*** Opening Record excerpts ***
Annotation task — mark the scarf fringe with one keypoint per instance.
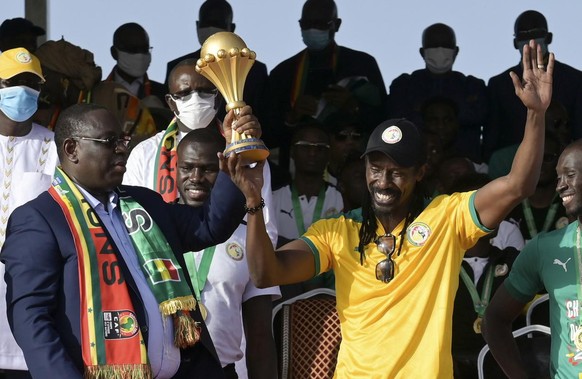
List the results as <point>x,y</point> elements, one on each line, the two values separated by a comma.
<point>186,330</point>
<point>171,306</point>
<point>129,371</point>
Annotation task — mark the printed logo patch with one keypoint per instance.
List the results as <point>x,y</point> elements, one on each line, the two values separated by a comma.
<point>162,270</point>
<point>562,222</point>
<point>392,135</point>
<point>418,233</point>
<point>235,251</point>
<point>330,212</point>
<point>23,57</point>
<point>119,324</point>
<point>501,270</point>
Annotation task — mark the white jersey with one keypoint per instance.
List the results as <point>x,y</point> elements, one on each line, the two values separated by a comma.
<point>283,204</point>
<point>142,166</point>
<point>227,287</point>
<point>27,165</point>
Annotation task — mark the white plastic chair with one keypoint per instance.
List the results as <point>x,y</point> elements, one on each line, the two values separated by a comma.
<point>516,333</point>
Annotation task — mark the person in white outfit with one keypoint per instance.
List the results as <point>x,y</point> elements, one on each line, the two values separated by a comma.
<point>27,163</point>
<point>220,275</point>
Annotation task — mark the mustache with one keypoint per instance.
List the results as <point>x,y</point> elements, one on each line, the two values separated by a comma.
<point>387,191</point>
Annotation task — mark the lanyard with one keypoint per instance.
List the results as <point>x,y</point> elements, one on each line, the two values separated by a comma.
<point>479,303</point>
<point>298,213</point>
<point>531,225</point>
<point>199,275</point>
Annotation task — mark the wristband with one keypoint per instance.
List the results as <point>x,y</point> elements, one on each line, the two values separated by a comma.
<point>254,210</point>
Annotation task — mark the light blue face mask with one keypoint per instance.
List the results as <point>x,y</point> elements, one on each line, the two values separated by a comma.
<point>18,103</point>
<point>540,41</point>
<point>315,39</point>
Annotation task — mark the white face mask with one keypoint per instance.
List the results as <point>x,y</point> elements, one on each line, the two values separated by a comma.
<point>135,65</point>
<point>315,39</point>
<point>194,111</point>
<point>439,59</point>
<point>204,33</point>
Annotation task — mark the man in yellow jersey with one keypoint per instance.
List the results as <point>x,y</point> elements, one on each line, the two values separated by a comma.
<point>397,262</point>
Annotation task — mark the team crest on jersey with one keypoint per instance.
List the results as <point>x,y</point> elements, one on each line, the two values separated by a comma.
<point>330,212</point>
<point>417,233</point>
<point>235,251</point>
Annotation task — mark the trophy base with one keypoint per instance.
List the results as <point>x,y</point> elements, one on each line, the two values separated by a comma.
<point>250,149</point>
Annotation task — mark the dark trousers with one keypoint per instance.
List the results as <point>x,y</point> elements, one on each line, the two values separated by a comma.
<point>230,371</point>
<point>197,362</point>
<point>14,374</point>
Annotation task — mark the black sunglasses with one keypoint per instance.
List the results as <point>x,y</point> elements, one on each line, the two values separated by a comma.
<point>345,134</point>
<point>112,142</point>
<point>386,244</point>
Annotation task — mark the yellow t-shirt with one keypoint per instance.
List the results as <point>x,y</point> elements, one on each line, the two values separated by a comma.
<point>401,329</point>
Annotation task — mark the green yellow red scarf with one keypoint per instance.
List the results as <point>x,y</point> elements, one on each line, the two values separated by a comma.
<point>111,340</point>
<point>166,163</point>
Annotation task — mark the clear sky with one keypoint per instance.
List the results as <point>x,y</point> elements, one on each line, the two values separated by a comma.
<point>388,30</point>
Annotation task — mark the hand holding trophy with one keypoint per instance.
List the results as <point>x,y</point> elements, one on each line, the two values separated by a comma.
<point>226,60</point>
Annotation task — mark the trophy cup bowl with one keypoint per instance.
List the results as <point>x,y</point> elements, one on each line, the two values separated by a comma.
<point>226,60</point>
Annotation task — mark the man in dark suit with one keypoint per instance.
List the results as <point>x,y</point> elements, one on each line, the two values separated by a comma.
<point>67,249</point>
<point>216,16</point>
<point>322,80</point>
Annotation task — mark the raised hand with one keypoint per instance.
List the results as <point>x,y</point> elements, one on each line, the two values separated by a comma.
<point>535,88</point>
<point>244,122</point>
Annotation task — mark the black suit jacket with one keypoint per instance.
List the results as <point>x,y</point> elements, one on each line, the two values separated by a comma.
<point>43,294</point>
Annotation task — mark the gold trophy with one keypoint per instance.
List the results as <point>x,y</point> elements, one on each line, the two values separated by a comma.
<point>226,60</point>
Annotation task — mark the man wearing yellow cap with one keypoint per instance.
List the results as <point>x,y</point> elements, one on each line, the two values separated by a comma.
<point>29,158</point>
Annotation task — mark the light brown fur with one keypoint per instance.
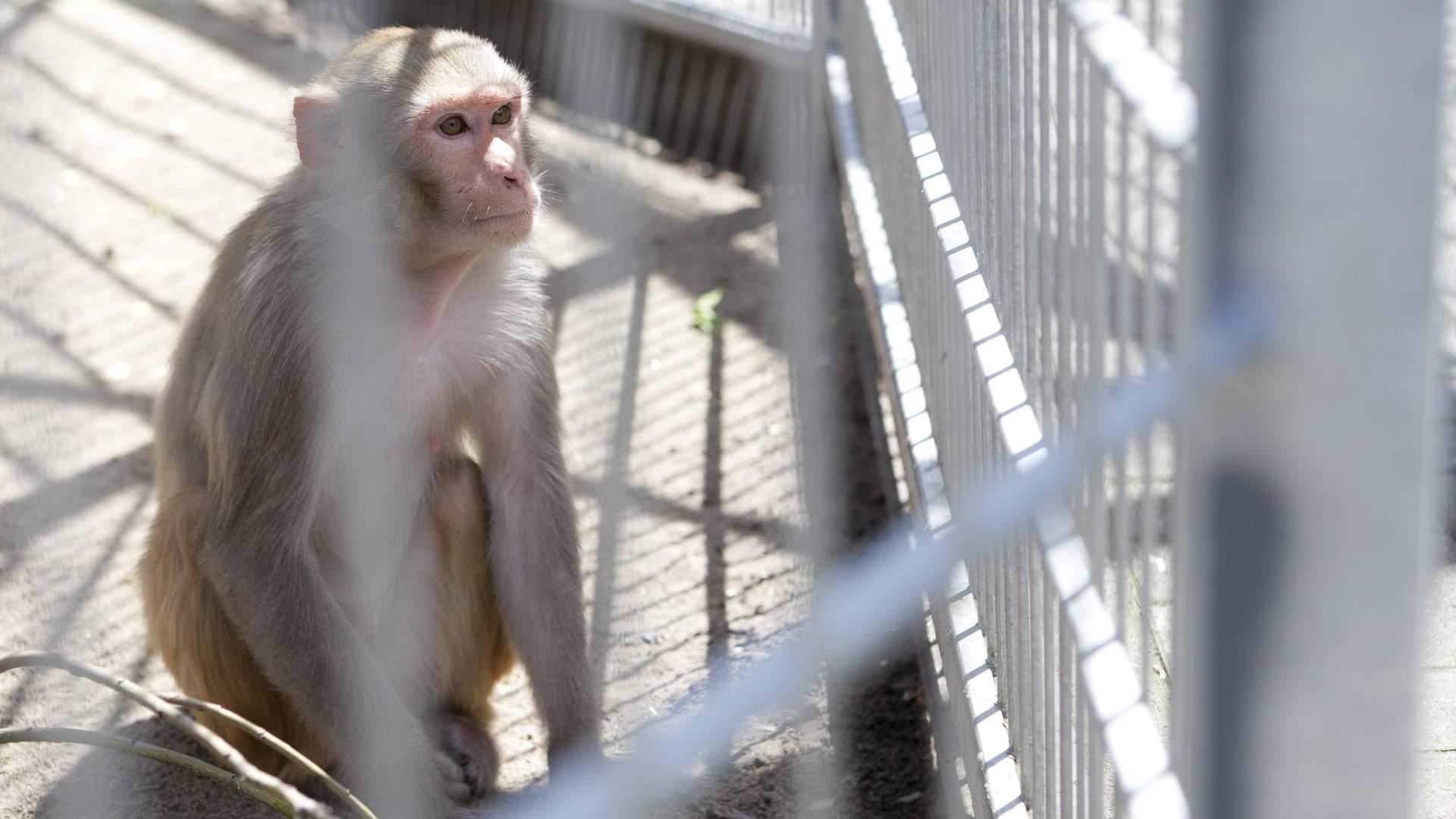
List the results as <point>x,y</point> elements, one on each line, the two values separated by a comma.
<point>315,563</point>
*** Closing Record excerpts ***
Work request —
Take the preceding listing and transcribe it exactly, skipping the pictures.

Answer to this problem —
Annotation task — mark the scarf fringe with one keypoint per instance.
List the results as <point>x,y</point> elements, one on each line, the two values separated by a comma.
<point>186,330</point>
<point>171,306</point>
<point>129,371</point>
Annotation task — mark the printed logo patch with one keypoint per instance.
List the results as <point>x,y</point> elements, one on each line, the two values separated by a comma.
<point>162,270</point>
<point>562,222</point>
<point>392,135</point>
<point>418,233</point>
<point>235,251</point>
<point>330,212</point>
<point>23,57</point>
<point>119,324</point>
<point>501,270</point>
Annotation task — mark the white jersey with one keypoint per instance.
List the results as <point>x,y</point> elements, one on each line, the two values separated by a comma.
<point>283,204</point>
<point>142,166</point>
<point>227,287</point>
<point>27,165</point>
Annotation task — mark the white plastic chair with one keypoint per instance.
List the results as <point>x,y</point> elements, one on each line, the two values separated by a comma.
<point>516,333</point>
Annotation task — mark the person in white outfit with one keypoint per instance.
List the results as <point>x,y</point> elements, one on each line, the two values separated by a comma.
<point>27,163</point>
<point>220,275</point>
Annotation task — mark the mustache with one keypoint per instance.
List the results as <point>x,y</point> elements, one on each line, the two values separated by a comma.
<point>387,191</point>
Annotation task — mark the lanyard with one keypoint per instance.
List the results as <point>x,y</point> elements, one on each line, the two values separated by a comma.
<point>479,303</point>
<point>298,213</point>
<point>531,225</point>
<point>199,275</point>
Annotation task — mark the wristband with one keypoint per instance.
List the results as <point>x,y</point> elements, one on each line, the two values separated by a comma.
<point>254,210</point>
Annotation task — mark the light blue face mask with one keypoint per instance.
List the results as <point>x,y</point> elements, one on each line, the two values separated by a comma.
<point>18,103</point>
<point>540,41</point>
<point>315,39</point>
Annotation task — mark the white face mask with one keypoint per instance.
List the results as <point>x,y</point> elements, one on each line, the two values separated by a comma.
<point>135,65</point>
<point>315,39</point>
<point>194,111</point>
<point>439,59</point>
<point>204,33</point>
Annotation task — mark the man in yellow jersey with one keypoint per instance.
List the results as <point>x,y</point> elements, one on each line, the two values separated by a comma.
<point>397,262</point>
Annotation task — mark the team crest on jersey with one keypoint per instance.
List the results as <point>x,y</point> elements, one on each line, the two values separated by a comma.
<point>330,212</point>
<point>417,233</point>
<point>235,251</point>
Annotation task — mark the trophy base with one keypoint per instance.
List the results as <point>x,y</point> elements, one on each line, the two values separated by a comma.
<point>250,149</point>
Annotation task — mark the dark trousers with one keypoint per instance.
List the results as <point>x,y</point> elements, one on each line, the two values separated by a comma.
<point>230,371</point>
<point>197,362</point>
<point>14,374</point>
Annotation task — mark the black sunglasses with one keypoint per instance.
List the results as <point>x,y</point> elements, one on each line, the two values separated by a comma.
<point>345,134</point>
<point>112,142</point>
<point>386,244</point>
Annotation task — mark the yellow t-shirt with one keypoint per instance.
List the results as <point>x,y</point> elements, one on each line, the two values separated by a comma.
<point>401,329</point>
Annotation task — mark the green yellow red scarf with one keypoint per instance.
List the results as <point>x,y</point> elements, one on each line, the two values separated by a comma.
<point>111,340</point>
<point>166,163</point>
Annotation task — mark the clear sky with one keypoint per instance.
List the results as <point>x,y</point> elements, one on each line, the two values separated by a comma.
<point>388,30</point>
Annotation task — mark the hand holding trophy with one keypoint per instance.
List the results as <point>x,y</point> elements, one on each line, the two values separated by a comma.
<point>226,60</point>
Annotation task — mark the trophy cup bowl with one keypoint per instance.
List the results as <point>x,y</point> elements, one on each line, the two values separated by a comma.
<point>226,60</point>
Annotation task — mark the man in dark suit with one keypoint per instance.
List the results as <point>x,y</point> elements, one on each line, the two values separated by a comma.
<point>67,249</point>
<point>216,16</point>
<point>322,80</point>
Annotation task — mark the raised hand with one keypoint per instance.
List the results as <point>x,y</point> elements, one on each line, the two values separated by a comma.
<point>535,88</point>
<point>244,122</point>
Annotation task — mark the black suit jacket with one keypoint per instance.
List the results as <point>x,y</point> elements, one on each line, the two values separated by a comma.
<point>43,294</point>
Annotation task — mark the gold trophy with one keypoint per instance.
List the results as <point>x,y</point> elements, one on each line, the two values separated by a comma.
<point>226,60</point>
Annotation task — mark the man wearing yellow cap with one keypoint per instance.
List the results as <point>x,y</point> elements, one on each line, the two values separated by a comma.
<point>29,158</point>
Annotation task — mark the light brown fur with one keypoint per instance.
List the results as <point>x,y</point> elements, one on each line, the two values separated by a comma.
<point>315,563</point>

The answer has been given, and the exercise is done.